Monday, October 07, 2013

A dangerous weight

In my last post, I mentioned that a close friend had given her permission for me to tell the story of how the wait for eating disorder treatment nearly killed her and has left her with permanent physical problems after life-changing emergency surgery.

Jen saw our eating disorder consultant's SHO about 6 months after her GP started the referral process. During this time, her restricting anorexia progressed to binge/purge. In desperation, she had paid £200 to see a consultant privately but eventually the NHS appointment came through. Despite the clear risk factors of someone who was restricting *and* binge/purging, the SHO simply put her on a waiting list for therapy. Her BMI was not very low, which seems to have blinded him to the serious problems inherent in her eating disorder. She saw him 5 more times, once a month, feeling increasingly desperate and yet he always said 'you're on the waiting list, maybe next month...'

A therapy assessment appointment came through and Jen attended the first of six sessions at the end of July but wasn't able to go to her session the following week. Because she was in intensive care following an emergency gastrectomy. Until I met Jen, I had no idea what a gastrectomy was. Just as a tonsillectomy is the removal of the tonsils and an appendectomy is the removal of the appendix, a gastrectomy is the removal of your gastric organ: your stomach. No one can explain the precise reasons behind Jen's experience so I can only describe it from her eyes as it happened. She had binged but was suddenly unable to purge and excruciating abdominal pain began to build.

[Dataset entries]
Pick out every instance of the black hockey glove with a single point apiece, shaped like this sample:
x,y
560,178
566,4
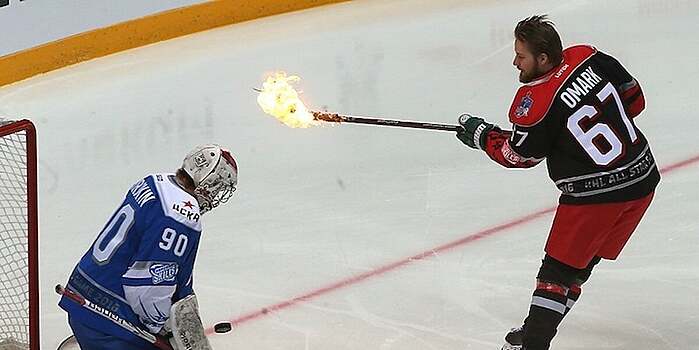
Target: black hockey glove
x,y
474,131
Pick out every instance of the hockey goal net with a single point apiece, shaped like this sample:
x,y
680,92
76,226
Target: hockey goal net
x,y
19,299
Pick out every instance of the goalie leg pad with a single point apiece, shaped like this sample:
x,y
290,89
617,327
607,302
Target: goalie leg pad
x,y
187,329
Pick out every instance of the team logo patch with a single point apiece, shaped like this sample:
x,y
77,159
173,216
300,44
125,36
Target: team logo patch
x,y
163,272
200,160
524,106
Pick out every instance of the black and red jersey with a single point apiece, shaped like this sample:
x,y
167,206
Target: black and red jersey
x,y
579,117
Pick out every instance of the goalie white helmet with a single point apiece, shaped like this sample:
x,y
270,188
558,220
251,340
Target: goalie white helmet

▶ [Check your understanding]:
A – Copy the passage of the blog post on eating disorder treatment that starts with the words "A therapy assessment" and ends with "began to build.".
B – According to the blog post on eating disorder treatment, how much did Jen pay to see a consultant privately?
C – Write what comes next in the blog post on eating disorder treatment, picking up right after its last sentence.

▶ [Task responses]:
A –
A therapy assessment appointment came through and Jen attended the first of six sessions at the end of July but wasn't able to go to her session the following week. Because she was in intensive care following an emergency gastrectomy. Until I met Jen, I had no idea what a gastrectomy was. Just as a tonsillectomy is the removal of the tonsils and an appendectomy is the removal of the appendix, a gastrectomy is the removal of your gastric organ: your stomach. No one can explain the precise reasons behind Jen's experience so I can only describe it from her eyes as it happened. She had binged but was suddenly unable to purge and excruciating abdominal pain began to build.

B – £200

C –
Jen's boyfriend took her to A&E, where they were told there would be a 4 hour wait despite her being doubled over and practically crying in pain. Eventually she was seen and put on a ward because doctors couldn't work out what was wrong. After another day of tests and attempts to drain her stomach, they decided to operate because of the risk of sepsis. They discovered that about half of the tissue had died (known as necrosis) and the stomach was very enlarged. It would be incredibly dangerous for this dead tissue to remain in her system, because sepsis kills very, very quickly, so the only safe option was for surgeons to remove the entire stomach.

After the operation, Jen had 10 days of very serious illness, with cardiac problems, pleural effusions and other complications that kept her in ICU. The many months of physical rehabilitation have been followed by years of post traumatic stress: facing the start of eating disorder treatment while also adapting to the challenges of life without a stomach, when food must be consumed "little and often" in order for nutrients to be absorbed by the intestines and many ingredients are cannot be digested. Jen's life is dominated by episodes of hypoglycaemia and constant tiredness, as well as PTSD. Her wait for treatment, lengthened because doctors were too focused on weight, turned out to be very dangerous indeed.